• _Consigne 1_:
Répondez à ces questions sur l'extrait consacré aux violences policières en République dominicaine :
(a) Quel jour la Convention contre la torture entre-t-elle en vigueur dans le pays ?
(b) Quelle fonction Javier Zúñiga occupe-t-il ?
(c) Selon le parquet général, combien de personnes la police a-t-elle tuées en 2011 ?
• _Consigne 2_: D'après l'extrait sur les violences policières en République dominicaine, pourquoi le pays doit-il désormais mettre fin à ces violences ? Répondez en une à trois phrases.

République dominicaine : il faut mettre fin aux violences policières afin de respecter la Convention contre la torture

La République dominicaine doit rompre avec la pratique honteuse des violences policières maintenant qu’elle a ratifié la Convention des Nations unies contre la torture, a déclaré Amnesty International.

Ce traité international, qui interdit que des personnes se trouvant sous la garde de la police soient soumises à des actes de torture et d’autres formes de mauvais traitements, entre en vigueur jeudi 23 février dans la nation caribéenne.

Amnesty International a constaté par le passé que la police du pays se rendait coupable d’un nombre d’abus choquant, commettant notamment des actes de torture et des exécutions extrajudiciaires.

« La République dominicaine doit être félicitée pour avoir ratifié cet important traité international visant à combattre la torture », a indiqué Javier Zúñiga, conseiller spécial d’Amnesty International.

« Mais l’ensemble des autorités du pays – et la police nationale en particulier – doivent mettre fin une fois pour toutes aux violations perpétrées depuis des décennies, et s’efforcer d’honorer les dispositions du traité en appliquant la loi d’une manière qui respecte les droits humains. »

Des abus honteux

Dans un rapport publié en octobre 2011, Amnesty International a fait état d’abus et d’homicides attribués à la police dominicaine constituant des pratiques persistantes inacceptables.

D’après le parquet général du pays, 289 personnes ont été tuées par la police en 2011, contre 260 en 2010. Plus d’un dixième des homicides commis dans le pays en 2011 l’ont été par la police.

• _Ensemble d'enregistrements_:
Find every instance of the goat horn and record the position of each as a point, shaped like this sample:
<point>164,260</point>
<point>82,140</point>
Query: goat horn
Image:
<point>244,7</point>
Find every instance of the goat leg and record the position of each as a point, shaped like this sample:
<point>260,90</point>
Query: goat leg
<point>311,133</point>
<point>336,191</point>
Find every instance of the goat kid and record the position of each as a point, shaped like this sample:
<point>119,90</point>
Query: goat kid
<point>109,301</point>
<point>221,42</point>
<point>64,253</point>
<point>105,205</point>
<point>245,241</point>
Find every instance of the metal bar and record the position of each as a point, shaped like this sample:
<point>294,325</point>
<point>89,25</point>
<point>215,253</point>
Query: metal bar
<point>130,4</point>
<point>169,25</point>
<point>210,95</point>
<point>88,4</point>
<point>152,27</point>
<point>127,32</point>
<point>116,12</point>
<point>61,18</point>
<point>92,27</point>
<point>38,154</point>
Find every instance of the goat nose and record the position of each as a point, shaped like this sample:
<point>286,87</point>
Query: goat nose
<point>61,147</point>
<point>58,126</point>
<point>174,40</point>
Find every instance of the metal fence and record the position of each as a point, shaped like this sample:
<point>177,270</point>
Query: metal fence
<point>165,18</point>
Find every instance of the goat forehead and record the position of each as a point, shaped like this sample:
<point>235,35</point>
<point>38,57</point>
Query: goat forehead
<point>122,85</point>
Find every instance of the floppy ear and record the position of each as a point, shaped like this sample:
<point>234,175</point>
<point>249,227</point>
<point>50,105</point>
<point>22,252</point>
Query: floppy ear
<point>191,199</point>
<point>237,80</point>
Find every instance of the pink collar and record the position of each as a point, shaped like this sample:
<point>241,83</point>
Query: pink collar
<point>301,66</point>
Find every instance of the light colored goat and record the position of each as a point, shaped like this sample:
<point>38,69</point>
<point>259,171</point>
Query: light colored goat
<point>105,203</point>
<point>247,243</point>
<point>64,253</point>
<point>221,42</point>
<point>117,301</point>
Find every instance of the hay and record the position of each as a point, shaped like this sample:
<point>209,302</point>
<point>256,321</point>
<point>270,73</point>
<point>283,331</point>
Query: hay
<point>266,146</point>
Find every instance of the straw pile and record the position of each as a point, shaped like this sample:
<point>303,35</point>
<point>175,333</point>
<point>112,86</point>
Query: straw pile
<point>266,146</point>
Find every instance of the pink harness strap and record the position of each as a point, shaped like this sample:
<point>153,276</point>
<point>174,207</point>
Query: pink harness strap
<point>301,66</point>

• _Réponse attendue 1_:
(a) Le jeudi 23 février.
(b) Il est conseiller spécial d'Amnesty International.
(c) 289 personnes.

• _Réponse attendue 2_: La République dominicaine a ratifié la Convention des Nations unies contre la torture. Ce traité entre en vigueur le jeudi 23 février et interdit que des personnes placées sous la garde de la police subissent des actes de torture ou d'autres mauvais traitements.